* [Instructions to follow]
Each entry should be duplicated exactly, with no line missing.

* [Entries supplied]
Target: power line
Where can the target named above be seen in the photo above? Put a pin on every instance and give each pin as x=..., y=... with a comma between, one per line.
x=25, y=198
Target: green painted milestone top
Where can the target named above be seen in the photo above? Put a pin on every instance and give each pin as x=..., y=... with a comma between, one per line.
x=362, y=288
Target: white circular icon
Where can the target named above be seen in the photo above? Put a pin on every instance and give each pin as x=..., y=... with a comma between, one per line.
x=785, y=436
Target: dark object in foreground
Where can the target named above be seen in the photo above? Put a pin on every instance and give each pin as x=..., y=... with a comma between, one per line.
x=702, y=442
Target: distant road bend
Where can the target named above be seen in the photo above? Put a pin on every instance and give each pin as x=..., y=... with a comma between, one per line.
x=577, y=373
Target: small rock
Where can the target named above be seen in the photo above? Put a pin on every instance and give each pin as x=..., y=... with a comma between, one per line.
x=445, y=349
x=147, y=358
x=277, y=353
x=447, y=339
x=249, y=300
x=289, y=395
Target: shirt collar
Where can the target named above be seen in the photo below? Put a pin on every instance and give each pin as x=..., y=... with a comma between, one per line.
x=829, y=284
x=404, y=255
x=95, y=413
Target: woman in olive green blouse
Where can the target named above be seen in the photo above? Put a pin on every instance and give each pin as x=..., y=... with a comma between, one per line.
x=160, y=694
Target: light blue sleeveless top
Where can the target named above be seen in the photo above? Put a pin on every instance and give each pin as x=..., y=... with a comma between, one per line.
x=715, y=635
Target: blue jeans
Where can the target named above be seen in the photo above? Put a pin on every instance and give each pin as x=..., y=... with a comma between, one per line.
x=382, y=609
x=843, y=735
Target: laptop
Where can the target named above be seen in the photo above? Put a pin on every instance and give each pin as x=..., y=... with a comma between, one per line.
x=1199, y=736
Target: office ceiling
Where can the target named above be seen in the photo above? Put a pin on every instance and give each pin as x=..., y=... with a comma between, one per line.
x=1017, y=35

* [Problem solution]
Target: power line
Where can the target named above be seen in the photo above? Put a pin on every instance and give each pin as x=..., y=... with a comma between, one per line.
x=25, y=198
Target: green painted milestone top
Where can the target named above be seen in the photo above? Put a pin on every instance and give each pin as x=..., y=... with a comma between, one per line.
x=362, y=288
Target: white circular icon
Where can the target named above be seen in the photo above? Put a pin on every instance and give each pin as x=..., y=... with a comma between, one per line.
x=785, y=436
Target: dark object in foreground
Where can the target named above be seen in the photo above? Put a pin on every instance and give each pin as x=..., y=... with a comma between, one per line.
x=702, y=442
Target: distant road bend
Where can the target named above be seen in the photo above? Put a pin on every instance and give each pin as x=..., y=... with a comma between, one per line.
x=577, y=373
Target: small rock
Where can the target named above be seen in the photo above? Put a pin on every instance and give each pin as x=..., y=... with a comma between, one per line.
x=445, y=349
x=147, y=358
x=277, y=353
x=447, y=339
x=249, y=300
x=289, y=395
Target: shirt collar
Where can the target named above be seen in the photo below? Put a pin on every instance and give each pin as x=..., y=... with a comma between, one per line.
x=829, y=284
x=404, y=255
x=95, y=413
Target: woman in olive green blouse
Where can the target named above be seen in the photo above? Put a pin on every instance and give each pin as x=..., y=... with a comma between, one per line.
x=160, y=694
Target: light blue sleeveless top
Where can the target named above be seen in the photo above? Put a pin on every instance and give each pin as x=..., y=... with a comma between, one per line.
x=715, y=635
Target: blue jeans
Where can the target named above be seen in the photo above? Put a pin on every instance and give each pin as x=..., y=... with a comma between, one per line.
x=382, y=609
x=843, y=735
Target: laptop
Where can the target named above be seen in the photo above? Put a pin on every instance and give each pin as x=..., y=... with a comma between, one per line.
x=1199, y=736
Target: office ceiling
Where can the target named above be seen in the photo above? Put a pin on every instance and give each pin as x=..., y=... with a comma between, one per line.
x=1017, y=35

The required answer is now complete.